■ **EXTRAIT DU DOCUMENT**
+ + + + + + +
Intervention de Patrick Chaize

Réunion du 12 janvier 2021 à 14h30
Réduction de l'empreinte environnementale du numérique — Discussion d'une proposition de loi dans le texte de la commission

Photo de Patrick ChaizePatrick Chaize :

Madame la présidente, monsieur le secrétaire d’État, mes chers collègues, je suis très heureux de vous retrouver aujourd’hui dans cet hémicycle pour tout d’abord nous souhaiter une très bonne année 2021 et pour examiner la proposition de loi visant à réduire l’empreinte environnementale du numérique en France.

Avec mes collègues rapporteurs de la mission d’information que j’ai eu le plaisir de présider de janvier à juin dernier, nous avons construit ce texte, dans les conditions que vous connaissez. Il s’appuie sur les travaux que nous avons menés, à savoir des auditions, des contributions et des concertations avec tous les acteurs concernés, mais aussi avec le Gouvernement, ou encore une étude chiffrée inédite et prospective sur l’évolution de l’empreinte carbone du numérique en France.

Ce soir, l’heure est donc à la concrétisation et à l’aboutissement de cet important travail précurseur que nous avons su engager au Sénat. Monsieur le secrétaire d’État, vous ne serez donc pas étonné que je commence par vous solliciter pour nous assurer de l’avenir de ce texte, dans le cadre de la navette parlementaire. Je connais votre engagement sur ce sujet et je sais que vous en partagez l’objectif.

À l’origine de notre démarche, il y avait un constat et un objectif. Le constat, c’est que le numérique et ses usages explosent en France comme partout dans le monde. Les périodes inédites de confinement que nous avons vécues sont d’ailleurs venues fort à propos nous rappeler à quel point nous en avons besoin. Ce développement est indispensable à la transition écologique, notamment par les innovations qu’il permet dans les secteurs industriels les plus polluants.
+ + + + + + +
■ **Enregistrements du jeu de données**

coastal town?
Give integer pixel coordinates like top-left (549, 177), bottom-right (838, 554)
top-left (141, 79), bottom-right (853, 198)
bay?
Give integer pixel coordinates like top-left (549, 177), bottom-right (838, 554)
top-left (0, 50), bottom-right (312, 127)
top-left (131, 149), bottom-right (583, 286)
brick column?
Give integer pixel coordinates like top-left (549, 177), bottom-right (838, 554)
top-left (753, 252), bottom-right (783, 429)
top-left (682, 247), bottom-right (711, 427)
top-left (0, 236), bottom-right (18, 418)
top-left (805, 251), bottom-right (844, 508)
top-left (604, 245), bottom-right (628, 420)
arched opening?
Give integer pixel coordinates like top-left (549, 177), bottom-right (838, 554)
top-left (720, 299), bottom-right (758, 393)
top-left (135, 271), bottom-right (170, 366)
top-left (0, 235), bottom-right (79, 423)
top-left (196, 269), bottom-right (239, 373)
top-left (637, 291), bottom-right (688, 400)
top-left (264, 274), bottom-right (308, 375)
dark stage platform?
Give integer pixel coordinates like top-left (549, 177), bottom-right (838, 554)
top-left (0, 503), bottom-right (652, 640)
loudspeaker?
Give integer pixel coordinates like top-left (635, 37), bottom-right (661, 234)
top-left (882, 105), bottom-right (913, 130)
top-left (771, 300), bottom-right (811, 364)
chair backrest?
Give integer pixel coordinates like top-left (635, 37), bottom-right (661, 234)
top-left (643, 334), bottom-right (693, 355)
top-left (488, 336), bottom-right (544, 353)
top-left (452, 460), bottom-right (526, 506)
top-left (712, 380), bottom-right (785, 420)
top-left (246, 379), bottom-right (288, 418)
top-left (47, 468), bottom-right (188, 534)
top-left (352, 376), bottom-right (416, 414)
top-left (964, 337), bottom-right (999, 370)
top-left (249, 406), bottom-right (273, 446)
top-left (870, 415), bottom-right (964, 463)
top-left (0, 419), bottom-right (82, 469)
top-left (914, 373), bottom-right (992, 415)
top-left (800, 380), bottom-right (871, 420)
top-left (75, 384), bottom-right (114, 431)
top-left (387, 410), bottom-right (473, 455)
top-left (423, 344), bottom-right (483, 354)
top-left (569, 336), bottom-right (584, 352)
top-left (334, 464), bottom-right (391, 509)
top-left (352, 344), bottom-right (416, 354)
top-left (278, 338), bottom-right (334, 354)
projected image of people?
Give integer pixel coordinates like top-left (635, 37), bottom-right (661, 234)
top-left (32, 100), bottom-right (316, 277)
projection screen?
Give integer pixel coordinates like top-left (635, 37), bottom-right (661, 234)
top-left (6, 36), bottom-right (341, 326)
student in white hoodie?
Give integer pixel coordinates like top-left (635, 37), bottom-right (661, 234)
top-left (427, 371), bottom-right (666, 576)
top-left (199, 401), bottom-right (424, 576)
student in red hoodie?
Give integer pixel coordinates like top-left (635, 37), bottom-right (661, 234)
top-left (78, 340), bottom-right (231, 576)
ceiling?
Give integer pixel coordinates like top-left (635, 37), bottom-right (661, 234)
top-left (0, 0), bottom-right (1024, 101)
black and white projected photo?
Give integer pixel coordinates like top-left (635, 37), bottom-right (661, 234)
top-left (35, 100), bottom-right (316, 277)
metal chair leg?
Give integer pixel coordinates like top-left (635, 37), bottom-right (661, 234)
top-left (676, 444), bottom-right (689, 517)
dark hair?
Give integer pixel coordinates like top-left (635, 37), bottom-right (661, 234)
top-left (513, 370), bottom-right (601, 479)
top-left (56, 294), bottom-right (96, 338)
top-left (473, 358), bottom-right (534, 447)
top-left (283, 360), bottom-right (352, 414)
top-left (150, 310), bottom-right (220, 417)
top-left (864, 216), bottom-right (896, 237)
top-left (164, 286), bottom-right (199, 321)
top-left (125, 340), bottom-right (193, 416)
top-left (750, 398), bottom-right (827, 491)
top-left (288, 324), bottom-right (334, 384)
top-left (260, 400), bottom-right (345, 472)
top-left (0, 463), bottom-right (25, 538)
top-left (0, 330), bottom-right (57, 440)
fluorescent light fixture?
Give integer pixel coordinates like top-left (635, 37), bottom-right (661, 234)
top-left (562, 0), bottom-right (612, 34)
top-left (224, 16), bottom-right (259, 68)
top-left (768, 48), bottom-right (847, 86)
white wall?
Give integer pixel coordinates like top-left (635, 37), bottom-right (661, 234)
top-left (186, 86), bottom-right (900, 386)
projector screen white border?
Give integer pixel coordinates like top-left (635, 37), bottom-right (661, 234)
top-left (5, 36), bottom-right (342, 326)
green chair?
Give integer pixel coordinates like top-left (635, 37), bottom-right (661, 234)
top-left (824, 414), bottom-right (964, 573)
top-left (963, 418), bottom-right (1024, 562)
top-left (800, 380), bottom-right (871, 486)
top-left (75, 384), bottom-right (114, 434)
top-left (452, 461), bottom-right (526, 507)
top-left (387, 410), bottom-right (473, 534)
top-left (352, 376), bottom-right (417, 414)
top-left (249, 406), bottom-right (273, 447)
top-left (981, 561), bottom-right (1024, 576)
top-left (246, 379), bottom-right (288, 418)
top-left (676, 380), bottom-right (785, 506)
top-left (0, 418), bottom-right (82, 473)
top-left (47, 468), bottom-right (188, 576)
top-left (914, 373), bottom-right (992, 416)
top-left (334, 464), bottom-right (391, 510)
+ + + + + + +
■ **TRAVAIL À FAIRE**
A. Répondez aux questions suivantes sur l'intervention de Patrick Chaize :
(i) À quelle date la réunion a-t-elle eu lieu ?
(ii) Pendant quelle période l'orateur a-t-il présidé la mission d'information ?
(iii) Dans quels secteurs le développement du numérique permet-il des innovations ?
B. Veuillez recopier fidèlement le passage de l'intervention de Patrick Chaize qui commence à "Ce soir, l’heure" et se termine à "en partagez l’objectif.".

■ **RÉSULTATS ATTENDUS**
A.
(i) Le 12 janvier 2021.
(ii) De janvier à juin dernier.
(iii) Dans les secteurs industriels les plus polluants.

B.
Ce soir, l’heure est donc à la concrétisation et à l’aboutissement de cet important travail précurseur que nous avons su engager au Sénat. Monsieur le secrétaire d’État, vous ne serez donc pas étonné que je commence par vous solliciter pour nous assurer de l’avenir de ce texte, dans le cadre de la navette parlementaire. Je connais votre engagement sur ce sujet et je sais que vous en partagez l’objectif.